= Detalles del problema =
Muestra cada línea de los registros que contenga la cadena "positive", respetando las mayúsculas y minúsculas.

===== Conjunto de datos =====

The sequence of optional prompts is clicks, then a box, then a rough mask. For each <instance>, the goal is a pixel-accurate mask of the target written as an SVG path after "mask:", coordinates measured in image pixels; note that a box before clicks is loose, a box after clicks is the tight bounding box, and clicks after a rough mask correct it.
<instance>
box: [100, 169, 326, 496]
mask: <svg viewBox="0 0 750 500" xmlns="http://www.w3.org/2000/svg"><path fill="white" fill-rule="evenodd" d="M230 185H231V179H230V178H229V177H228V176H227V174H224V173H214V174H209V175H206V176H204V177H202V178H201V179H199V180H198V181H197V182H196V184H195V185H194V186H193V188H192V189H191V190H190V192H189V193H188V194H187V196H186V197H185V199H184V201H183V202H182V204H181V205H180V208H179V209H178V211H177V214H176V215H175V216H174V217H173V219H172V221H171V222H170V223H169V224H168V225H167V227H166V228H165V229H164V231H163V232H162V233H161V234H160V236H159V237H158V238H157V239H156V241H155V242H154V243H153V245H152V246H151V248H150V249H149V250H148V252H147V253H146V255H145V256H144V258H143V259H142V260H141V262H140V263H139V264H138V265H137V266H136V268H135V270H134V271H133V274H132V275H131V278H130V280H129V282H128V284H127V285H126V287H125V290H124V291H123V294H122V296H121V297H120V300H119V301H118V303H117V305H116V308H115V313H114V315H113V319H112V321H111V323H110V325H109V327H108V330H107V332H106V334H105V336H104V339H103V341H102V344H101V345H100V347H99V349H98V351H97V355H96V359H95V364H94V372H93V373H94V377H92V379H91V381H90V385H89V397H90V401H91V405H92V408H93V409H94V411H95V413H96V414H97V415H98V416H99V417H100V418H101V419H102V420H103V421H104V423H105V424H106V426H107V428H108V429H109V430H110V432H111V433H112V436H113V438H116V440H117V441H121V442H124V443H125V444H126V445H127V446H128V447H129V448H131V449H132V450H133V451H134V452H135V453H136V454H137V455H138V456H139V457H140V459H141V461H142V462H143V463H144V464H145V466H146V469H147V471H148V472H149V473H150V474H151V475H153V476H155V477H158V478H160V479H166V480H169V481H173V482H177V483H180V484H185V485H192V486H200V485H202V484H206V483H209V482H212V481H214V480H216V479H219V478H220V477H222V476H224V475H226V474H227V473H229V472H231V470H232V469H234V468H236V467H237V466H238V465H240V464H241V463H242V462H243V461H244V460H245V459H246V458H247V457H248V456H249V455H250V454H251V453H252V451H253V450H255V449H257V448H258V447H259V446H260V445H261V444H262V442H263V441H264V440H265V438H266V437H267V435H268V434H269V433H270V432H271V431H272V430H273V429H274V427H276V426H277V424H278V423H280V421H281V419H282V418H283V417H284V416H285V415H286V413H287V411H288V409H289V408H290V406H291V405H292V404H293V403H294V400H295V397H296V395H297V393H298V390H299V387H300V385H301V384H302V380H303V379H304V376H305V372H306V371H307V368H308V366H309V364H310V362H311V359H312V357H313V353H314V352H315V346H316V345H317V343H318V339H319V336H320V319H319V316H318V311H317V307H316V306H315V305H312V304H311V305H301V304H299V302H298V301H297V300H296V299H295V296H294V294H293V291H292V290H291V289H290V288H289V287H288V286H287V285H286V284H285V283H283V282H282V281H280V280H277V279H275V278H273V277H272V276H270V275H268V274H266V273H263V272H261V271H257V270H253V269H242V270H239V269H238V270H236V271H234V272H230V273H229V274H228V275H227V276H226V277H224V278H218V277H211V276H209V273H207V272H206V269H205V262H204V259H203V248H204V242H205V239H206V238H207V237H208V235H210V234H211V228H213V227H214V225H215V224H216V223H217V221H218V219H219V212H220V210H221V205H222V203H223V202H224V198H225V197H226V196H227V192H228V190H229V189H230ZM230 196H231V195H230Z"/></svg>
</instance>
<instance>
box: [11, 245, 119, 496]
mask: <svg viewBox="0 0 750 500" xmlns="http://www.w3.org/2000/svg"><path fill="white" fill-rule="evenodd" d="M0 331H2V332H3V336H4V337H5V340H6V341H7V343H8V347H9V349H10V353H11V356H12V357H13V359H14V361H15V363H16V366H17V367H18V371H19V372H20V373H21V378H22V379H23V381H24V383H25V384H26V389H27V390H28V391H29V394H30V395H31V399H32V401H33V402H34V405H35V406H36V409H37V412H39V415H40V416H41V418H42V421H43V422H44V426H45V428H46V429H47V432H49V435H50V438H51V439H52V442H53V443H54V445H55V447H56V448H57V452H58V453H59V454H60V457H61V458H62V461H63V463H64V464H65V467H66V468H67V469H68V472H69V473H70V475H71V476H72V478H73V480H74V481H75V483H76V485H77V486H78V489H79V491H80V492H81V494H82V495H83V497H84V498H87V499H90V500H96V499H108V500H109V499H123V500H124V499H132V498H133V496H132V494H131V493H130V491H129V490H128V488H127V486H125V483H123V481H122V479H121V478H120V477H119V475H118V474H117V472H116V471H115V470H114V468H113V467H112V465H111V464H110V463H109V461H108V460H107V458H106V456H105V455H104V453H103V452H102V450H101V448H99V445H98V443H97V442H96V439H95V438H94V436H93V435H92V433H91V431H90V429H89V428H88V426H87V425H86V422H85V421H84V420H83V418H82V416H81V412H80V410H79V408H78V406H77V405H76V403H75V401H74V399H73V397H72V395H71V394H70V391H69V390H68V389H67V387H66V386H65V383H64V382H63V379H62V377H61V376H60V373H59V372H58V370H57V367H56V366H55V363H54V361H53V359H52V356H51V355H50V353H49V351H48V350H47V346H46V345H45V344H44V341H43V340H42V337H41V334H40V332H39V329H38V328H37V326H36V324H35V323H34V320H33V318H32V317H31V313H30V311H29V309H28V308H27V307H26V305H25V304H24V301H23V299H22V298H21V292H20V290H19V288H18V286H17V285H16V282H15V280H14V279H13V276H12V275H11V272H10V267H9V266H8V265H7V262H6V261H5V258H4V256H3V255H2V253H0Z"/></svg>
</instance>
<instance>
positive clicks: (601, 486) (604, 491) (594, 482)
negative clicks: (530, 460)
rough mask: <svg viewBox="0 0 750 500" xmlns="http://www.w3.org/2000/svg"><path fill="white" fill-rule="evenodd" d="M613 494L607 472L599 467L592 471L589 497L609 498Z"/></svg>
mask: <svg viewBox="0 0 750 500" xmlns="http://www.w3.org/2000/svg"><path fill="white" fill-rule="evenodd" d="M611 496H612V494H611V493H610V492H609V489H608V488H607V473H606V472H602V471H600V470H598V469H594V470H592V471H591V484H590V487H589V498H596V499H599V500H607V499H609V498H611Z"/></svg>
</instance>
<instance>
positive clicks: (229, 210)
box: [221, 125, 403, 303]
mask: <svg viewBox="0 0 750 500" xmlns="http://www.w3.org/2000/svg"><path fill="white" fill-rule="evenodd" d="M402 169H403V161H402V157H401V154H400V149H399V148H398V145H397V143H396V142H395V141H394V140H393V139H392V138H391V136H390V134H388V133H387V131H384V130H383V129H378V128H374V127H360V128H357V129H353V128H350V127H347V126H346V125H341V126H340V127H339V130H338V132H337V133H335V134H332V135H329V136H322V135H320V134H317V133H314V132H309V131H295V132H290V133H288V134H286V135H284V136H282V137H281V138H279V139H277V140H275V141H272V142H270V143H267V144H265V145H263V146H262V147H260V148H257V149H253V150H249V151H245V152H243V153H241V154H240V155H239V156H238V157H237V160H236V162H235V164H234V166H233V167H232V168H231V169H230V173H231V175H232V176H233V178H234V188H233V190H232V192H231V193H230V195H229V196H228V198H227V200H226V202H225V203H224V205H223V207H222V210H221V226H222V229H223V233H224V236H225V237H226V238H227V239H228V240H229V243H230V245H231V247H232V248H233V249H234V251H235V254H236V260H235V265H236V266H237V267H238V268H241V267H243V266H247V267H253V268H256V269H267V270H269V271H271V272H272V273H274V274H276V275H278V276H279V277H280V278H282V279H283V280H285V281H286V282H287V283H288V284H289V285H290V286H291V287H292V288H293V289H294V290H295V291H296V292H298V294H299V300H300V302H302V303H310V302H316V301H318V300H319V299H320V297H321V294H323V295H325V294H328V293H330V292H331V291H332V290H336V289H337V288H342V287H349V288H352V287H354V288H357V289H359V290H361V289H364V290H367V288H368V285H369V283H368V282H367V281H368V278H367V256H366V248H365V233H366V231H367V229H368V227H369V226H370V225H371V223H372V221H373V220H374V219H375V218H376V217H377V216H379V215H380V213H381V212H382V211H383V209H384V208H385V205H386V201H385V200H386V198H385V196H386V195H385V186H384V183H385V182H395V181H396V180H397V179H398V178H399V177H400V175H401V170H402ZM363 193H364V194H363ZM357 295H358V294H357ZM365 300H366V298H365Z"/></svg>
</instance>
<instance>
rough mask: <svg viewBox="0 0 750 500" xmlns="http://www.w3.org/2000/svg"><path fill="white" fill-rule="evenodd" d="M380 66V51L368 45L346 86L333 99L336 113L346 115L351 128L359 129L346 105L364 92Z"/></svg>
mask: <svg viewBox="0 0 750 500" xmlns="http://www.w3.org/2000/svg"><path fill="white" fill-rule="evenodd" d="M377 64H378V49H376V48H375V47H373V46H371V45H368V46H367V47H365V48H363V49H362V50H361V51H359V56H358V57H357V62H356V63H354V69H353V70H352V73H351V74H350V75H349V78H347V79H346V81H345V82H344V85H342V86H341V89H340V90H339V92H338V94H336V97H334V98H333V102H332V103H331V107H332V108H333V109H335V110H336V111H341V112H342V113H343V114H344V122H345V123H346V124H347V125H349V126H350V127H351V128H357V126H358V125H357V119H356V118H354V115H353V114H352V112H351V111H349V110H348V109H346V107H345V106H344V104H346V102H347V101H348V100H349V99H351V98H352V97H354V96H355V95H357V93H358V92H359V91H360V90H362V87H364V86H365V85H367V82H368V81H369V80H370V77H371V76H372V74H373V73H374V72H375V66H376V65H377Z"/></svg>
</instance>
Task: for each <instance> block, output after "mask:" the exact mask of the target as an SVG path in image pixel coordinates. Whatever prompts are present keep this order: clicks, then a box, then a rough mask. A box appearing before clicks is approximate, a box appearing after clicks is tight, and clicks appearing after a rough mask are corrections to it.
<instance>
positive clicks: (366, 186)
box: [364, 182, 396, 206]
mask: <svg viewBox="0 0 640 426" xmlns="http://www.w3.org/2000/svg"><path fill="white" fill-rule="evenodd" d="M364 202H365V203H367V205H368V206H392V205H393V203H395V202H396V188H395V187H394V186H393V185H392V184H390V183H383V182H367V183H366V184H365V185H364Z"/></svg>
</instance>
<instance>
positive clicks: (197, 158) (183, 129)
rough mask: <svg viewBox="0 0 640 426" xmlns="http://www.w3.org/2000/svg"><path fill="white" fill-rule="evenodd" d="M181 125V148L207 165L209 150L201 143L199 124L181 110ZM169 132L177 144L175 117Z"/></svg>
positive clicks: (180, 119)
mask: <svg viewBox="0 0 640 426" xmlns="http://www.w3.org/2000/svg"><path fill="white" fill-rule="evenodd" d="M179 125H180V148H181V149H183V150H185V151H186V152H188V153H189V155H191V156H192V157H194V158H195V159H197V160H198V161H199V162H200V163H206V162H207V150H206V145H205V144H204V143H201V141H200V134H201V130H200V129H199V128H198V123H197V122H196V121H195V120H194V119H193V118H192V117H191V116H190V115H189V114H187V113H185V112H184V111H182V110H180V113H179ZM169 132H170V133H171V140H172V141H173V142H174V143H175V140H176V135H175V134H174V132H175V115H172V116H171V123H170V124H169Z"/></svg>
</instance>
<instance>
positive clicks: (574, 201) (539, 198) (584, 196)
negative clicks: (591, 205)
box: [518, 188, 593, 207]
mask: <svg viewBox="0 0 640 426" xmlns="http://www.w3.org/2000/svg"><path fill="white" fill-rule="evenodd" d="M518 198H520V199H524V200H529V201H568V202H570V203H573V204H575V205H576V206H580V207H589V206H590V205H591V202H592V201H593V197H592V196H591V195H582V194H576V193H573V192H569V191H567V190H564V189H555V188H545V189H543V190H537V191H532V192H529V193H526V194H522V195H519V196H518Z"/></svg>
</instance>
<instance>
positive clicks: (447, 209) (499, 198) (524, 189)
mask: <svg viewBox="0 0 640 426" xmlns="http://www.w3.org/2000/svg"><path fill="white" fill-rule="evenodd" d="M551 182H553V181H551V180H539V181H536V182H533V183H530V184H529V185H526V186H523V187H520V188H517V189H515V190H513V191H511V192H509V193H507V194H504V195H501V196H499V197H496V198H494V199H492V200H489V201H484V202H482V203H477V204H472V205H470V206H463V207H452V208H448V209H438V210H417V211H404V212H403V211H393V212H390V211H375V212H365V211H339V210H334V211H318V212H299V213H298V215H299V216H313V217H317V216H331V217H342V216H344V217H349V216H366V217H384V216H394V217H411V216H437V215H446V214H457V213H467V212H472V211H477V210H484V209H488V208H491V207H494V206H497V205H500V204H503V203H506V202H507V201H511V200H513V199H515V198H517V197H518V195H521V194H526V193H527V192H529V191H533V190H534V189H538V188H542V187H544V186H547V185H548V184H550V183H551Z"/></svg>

=====

= Solución =
positive clicks: (601, 486) (604, 491) (594, 482)
positive clicks: (229, 210)
positive clicks: (366, 186)
positive clicks: (197, 158) (183, 129)
positive clicks: (180, 119)
positive clicks: (574, 201) (539, 198) (584, 196)
positive clicks: (447, 209) (499, 198) (524, 189)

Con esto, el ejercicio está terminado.